____ TRECHO DE ORIGEM

A ausência de contratilidade (AC) é um distúrbio motor esofágico raro, com prevalência estimada em 3% a 4% dos pacientes submetidos à manometria esofágica de alta resolução (MAR) e em 5% a 7% entre aqueles avaliados por disfagia.
De acordo com a Classificação de Chicago versão 4.0 (relembre aqui!), a ausência de contratilidade é definida como 100% de peristalse falha na presença de relaxamento adequado da junção esofagogástrica (ver Figura 1).
Figura 1 – Manometria de Alta Resolução demonstrando ausência de contratilidade esofágica.
Apresentação clínica
Os sintomas da ausência de contratilidade são variados e, muitas vezes, inespecíficos. As principais queixas incluem:
Regurgitação (68%)
Pirose (40% a 82%)
Disfagia (30% a 66%)
Outras manifestações possíveis são:
Dor torácica não cardíaca (17% a 21%)
Eructações (57%)
Náuseas e vômitos (23% a 33%)
Tosse recorrente (49%)
Perda ponderal (24%)
Condições associadas
A ausência de contratilidade é considerada uma “descendente” do chamado “esôfago esclerodérmico”, previamente descrito pela manometria convencional. Embora não seja um achado específico, é fortemente associado a doenças do colágeno, especialmente à esclerose sistêmica.
Distúrbios motores esofágicos estão presentes em até 80%–90% dos pacientes com esclerose sistêmica, sendo que a ausência de contratilidade representa 51% a 60% desses casos, e a motilidade esofágica ineficaz (MEI), 18% a 19%. A esclerose sistêmica é uma doença autoimune sistêmica complexa, que cursa com disfunção endotelial e excesso de deposição de colágeno, comprometendo múltiplos órgãos, inclusive o trato gastrointestinal
Além das doenças reumatológicas, outras condições frequentemente associadas à ausência de contratilidade esofágica incluem:
Doença do refluxo gastroesofágico (DRGE): até 36% dos pacientes com AC têm história de DRGE. A prevalência de esofagite erosiva nesses casos varia entre 31% e 65%. A hipomotilidade pode ser causa ou consequência da agressão esofágica crônica.

________
____ REGISTROS DE DADOS

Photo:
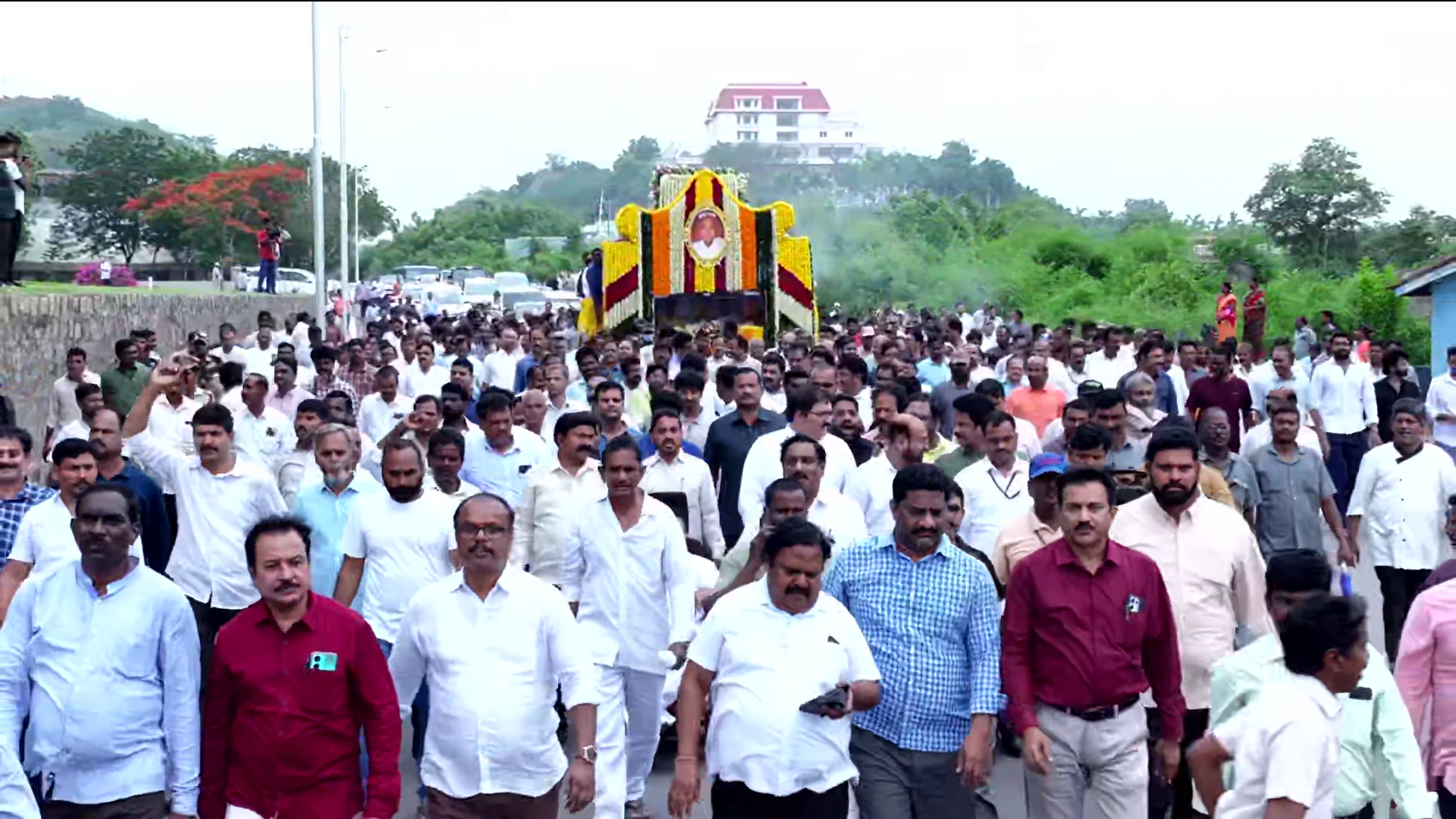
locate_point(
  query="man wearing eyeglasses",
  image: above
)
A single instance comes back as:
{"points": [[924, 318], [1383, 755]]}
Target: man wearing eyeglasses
{"points": [[996, 487]]}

________

OBJETIVO DO EXERCÍCIO: Segundo o trecho sobre ausência de contratilidade esofágica, como a Classificação de Chicago versão 4.0 define essa condição?

RESULTADO DA TAREFA: Como 100% de peristalse falha na presença de relaxamento adequado da junção esofagogástrica.